(Required task 1): In the post about technology in a German class, transcribe the passage between "The more and" and "doing something wrong.", inclusive.
(Required task 2): In the post about technology in a German class, what does the abbreviation B.O.B.S stand for?

I will start this post off by saying you will not find any answers here.
At best you might be more confused than when you started. This year
has been the year of change for my German students and myself. We have
been pushing the envelope when it comes to technology integration in a
foreign language class. Overall, I can honestly say things have been
going quite well. Students seem to be actively engaged and interested,
and most importantly they have taken great strides when it comes to
taking control of their own individual learning. After reading this one
would think everything is going perfectly well, however the realist in
me believes when it sounds too good to be true, it's probably not
the past week I have had two of my best students vocalize their dismay
with some of this year's activities. Whether the students are my best
or my worst students I will always listen to what they have to say.
However, in this instance I would be lying if I said it didn't hurt just
a little more coming from two of my best kiddos. Their claim was
simple and straight forward; "We don't think we are learning as much
this year in your class as we did last year." Who would have thought a
simple sentence like that could hurt so much, but I felt as if the air
had been knocked out of me. The sirens and bells were going off in my
head and I immediately thought, "What am I doing wrong?"
The more and more I thought about these piercing comments the more I
focused on the particular students making the claims. They are two of
my B.O.B.S (best of the best students), and obviously if they think they
aren't learning as much this year then I must be doing something wrong.
Or am I...?

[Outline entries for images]
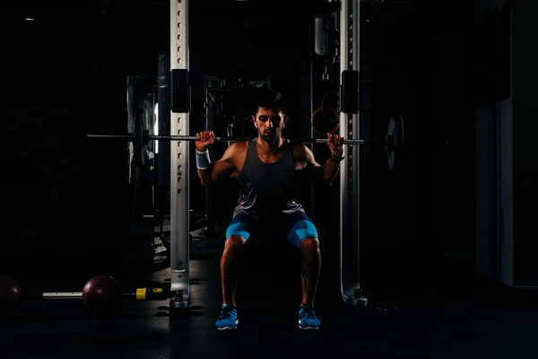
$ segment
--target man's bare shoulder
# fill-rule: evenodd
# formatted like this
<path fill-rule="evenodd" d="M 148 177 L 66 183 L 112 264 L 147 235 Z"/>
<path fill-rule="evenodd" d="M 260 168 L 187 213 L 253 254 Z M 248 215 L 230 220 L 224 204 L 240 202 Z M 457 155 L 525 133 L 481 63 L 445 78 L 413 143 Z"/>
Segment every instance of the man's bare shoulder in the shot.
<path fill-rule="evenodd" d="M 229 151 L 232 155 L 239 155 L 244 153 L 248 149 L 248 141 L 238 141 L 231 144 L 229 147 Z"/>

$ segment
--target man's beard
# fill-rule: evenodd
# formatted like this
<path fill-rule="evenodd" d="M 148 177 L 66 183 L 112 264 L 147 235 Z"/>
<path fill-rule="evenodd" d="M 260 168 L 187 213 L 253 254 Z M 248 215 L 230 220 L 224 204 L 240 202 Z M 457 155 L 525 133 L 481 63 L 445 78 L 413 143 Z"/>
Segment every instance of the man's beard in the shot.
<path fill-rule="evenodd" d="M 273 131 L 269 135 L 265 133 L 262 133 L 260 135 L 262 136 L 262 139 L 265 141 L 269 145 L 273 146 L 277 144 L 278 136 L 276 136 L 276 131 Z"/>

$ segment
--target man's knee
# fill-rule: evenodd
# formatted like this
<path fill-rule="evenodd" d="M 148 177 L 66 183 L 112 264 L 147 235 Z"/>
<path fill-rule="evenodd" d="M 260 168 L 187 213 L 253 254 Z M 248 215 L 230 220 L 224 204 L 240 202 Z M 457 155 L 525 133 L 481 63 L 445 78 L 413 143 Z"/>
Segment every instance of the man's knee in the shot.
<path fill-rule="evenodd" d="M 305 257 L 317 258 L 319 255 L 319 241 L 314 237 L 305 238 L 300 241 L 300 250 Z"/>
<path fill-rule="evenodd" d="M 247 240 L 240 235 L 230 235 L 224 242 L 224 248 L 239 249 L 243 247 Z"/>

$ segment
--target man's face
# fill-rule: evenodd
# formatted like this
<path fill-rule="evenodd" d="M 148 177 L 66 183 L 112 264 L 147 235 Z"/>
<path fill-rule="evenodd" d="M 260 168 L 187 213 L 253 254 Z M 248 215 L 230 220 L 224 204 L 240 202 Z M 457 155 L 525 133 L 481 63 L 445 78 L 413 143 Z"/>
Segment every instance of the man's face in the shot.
--
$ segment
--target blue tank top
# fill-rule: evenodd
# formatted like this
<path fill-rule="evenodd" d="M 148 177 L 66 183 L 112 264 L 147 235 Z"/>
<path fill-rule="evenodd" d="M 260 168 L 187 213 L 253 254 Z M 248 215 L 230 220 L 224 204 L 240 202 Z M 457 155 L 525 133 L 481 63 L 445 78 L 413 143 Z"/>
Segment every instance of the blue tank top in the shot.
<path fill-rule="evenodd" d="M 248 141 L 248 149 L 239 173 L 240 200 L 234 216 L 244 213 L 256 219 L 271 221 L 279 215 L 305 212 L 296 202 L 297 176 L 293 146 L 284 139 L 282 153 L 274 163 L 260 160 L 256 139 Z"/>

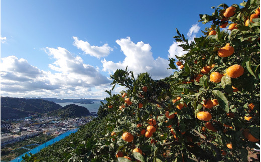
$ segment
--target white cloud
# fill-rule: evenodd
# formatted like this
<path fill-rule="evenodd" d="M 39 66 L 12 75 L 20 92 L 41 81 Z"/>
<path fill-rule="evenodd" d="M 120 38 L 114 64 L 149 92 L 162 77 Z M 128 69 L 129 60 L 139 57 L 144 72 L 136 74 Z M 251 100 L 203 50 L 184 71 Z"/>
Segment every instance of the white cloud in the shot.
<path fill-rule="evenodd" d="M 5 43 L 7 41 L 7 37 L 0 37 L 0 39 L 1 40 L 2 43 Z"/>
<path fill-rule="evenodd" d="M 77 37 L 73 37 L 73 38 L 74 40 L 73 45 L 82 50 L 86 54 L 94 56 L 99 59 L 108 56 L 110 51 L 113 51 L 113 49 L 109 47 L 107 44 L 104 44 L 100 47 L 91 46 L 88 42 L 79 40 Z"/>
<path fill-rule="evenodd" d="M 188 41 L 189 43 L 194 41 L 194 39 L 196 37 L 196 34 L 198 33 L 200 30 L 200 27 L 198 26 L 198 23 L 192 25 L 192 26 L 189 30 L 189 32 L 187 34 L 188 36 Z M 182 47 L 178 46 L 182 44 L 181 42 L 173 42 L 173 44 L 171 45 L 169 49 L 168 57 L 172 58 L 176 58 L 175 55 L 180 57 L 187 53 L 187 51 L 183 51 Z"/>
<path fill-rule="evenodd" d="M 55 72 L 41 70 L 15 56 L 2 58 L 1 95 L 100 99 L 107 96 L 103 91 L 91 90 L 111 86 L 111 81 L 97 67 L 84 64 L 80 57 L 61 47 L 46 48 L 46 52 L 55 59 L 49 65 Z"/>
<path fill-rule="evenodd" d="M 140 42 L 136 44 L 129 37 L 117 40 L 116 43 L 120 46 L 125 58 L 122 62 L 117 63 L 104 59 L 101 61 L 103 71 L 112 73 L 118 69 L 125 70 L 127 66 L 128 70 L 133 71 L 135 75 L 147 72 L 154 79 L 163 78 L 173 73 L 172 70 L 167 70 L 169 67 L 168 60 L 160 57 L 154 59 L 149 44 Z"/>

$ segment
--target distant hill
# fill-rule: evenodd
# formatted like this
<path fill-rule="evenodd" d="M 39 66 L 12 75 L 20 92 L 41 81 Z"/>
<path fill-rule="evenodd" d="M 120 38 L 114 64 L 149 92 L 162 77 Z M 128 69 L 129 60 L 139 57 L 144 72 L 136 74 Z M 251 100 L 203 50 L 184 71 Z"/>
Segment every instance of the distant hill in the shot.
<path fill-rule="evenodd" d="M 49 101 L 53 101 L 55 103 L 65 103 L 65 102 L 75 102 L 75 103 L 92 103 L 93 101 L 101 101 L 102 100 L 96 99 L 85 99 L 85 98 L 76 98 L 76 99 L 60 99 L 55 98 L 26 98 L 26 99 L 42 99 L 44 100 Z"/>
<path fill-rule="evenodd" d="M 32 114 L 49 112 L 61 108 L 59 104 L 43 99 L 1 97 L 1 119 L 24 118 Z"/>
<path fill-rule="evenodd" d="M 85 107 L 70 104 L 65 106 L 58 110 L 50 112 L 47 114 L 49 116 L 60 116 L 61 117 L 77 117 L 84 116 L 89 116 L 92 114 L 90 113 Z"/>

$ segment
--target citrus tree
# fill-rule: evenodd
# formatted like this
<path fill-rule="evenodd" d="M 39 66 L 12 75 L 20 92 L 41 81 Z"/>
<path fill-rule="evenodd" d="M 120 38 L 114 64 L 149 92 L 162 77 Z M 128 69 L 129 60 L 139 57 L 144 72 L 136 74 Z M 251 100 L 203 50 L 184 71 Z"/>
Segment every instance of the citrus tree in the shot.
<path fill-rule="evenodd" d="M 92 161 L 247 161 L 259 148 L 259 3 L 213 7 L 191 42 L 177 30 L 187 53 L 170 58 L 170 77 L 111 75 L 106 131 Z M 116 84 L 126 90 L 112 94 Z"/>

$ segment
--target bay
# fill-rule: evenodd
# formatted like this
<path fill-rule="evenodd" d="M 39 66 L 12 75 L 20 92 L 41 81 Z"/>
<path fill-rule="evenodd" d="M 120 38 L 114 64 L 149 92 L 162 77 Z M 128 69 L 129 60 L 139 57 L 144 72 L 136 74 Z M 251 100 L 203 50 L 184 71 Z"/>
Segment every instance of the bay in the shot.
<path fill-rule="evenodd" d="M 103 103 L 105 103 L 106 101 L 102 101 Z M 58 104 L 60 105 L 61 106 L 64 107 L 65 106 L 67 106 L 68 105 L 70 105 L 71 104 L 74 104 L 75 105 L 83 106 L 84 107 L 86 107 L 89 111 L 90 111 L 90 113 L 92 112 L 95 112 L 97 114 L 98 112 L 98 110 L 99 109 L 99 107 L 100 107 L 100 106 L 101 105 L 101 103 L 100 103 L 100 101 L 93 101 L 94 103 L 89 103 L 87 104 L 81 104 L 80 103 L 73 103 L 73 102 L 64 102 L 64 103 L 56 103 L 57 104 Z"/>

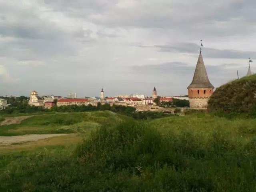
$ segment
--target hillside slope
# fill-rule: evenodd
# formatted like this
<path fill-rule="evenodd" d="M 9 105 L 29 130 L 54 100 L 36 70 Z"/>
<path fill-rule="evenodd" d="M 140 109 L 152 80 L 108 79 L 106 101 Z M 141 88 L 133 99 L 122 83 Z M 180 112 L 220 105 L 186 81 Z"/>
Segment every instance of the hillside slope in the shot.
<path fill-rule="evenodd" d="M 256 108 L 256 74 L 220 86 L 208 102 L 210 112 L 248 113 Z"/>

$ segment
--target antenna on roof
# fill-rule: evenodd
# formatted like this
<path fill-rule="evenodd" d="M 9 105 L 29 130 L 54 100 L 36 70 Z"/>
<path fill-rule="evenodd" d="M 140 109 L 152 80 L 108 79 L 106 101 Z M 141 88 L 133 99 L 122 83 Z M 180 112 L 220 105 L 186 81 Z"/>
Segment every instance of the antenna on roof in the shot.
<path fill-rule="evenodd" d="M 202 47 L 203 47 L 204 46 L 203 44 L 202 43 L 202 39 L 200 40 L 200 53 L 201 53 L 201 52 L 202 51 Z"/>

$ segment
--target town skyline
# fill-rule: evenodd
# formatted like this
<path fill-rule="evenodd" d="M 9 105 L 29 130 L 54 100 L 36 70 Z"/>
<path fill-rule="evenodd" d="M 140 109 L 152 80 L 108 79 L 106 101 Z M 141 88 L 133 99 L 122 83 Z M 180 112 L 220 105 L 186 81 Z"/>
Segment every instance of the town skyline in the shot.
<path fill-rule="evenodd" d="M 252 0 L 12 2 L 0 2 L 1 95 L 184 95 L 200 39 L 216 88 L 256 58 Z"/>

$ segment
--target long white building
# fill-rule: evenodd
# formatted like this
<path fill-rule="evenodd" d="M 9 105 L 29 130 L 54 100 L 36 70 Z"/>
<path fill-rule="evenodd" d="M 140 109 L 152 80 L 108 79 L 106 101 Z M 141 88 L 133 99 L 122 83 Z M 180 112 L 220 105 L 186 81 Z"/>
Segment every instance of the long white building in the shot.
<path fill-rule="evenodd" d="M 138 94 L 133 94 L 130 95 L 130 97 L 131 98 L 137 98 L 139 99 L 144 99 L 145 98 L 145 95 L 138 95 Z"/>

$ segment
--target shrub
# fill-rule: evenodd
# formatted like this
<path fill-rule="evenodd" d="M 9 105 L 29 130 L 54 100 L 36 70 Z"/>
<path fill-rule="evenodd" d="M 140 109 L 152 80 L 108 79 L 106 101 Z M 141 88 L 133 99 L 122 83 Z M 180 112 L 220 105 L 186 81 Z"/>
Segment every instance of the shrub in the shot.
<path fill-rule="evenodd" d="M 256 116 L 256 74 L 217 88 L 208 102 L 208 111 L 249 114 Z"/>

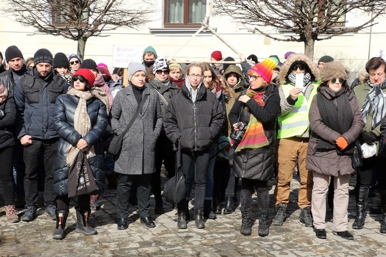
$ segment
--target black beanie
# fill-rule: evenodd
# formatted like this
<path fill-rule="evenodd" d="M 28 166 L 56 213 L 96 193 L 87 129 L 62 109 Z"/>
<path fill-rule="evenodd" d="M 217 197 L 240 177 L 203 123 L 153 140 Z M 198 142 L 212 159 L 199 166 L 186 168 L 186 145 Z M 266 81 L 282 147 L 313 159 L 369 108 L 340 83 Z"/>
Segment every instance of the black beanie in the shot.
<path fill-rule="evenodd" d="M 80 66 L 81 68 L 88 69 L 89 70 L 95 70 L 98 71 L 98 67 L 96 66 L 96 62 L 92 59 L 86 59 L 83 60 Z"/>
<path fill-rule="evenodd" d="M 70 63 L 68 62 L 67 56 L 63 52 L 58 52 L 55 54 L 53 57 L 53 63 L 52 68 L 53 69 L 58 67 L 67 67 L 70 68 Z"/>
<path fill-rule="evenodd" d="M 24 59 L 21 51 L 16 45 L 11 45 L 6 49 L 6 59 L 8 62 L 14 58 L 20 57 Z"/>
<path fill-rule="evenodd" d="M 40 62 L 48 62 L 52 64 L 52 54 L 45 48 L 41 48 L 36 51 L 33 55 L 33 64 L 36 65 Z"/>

(Response 1):
The more and more I thought about these piercing comments the more I
focused on the particular students making the claims. They are two of
my B.O.B.S (best of the best students), and obviously if they think they
aren't learning as much this year then I must be doing something wrong.

(Response 2): Best of the best students.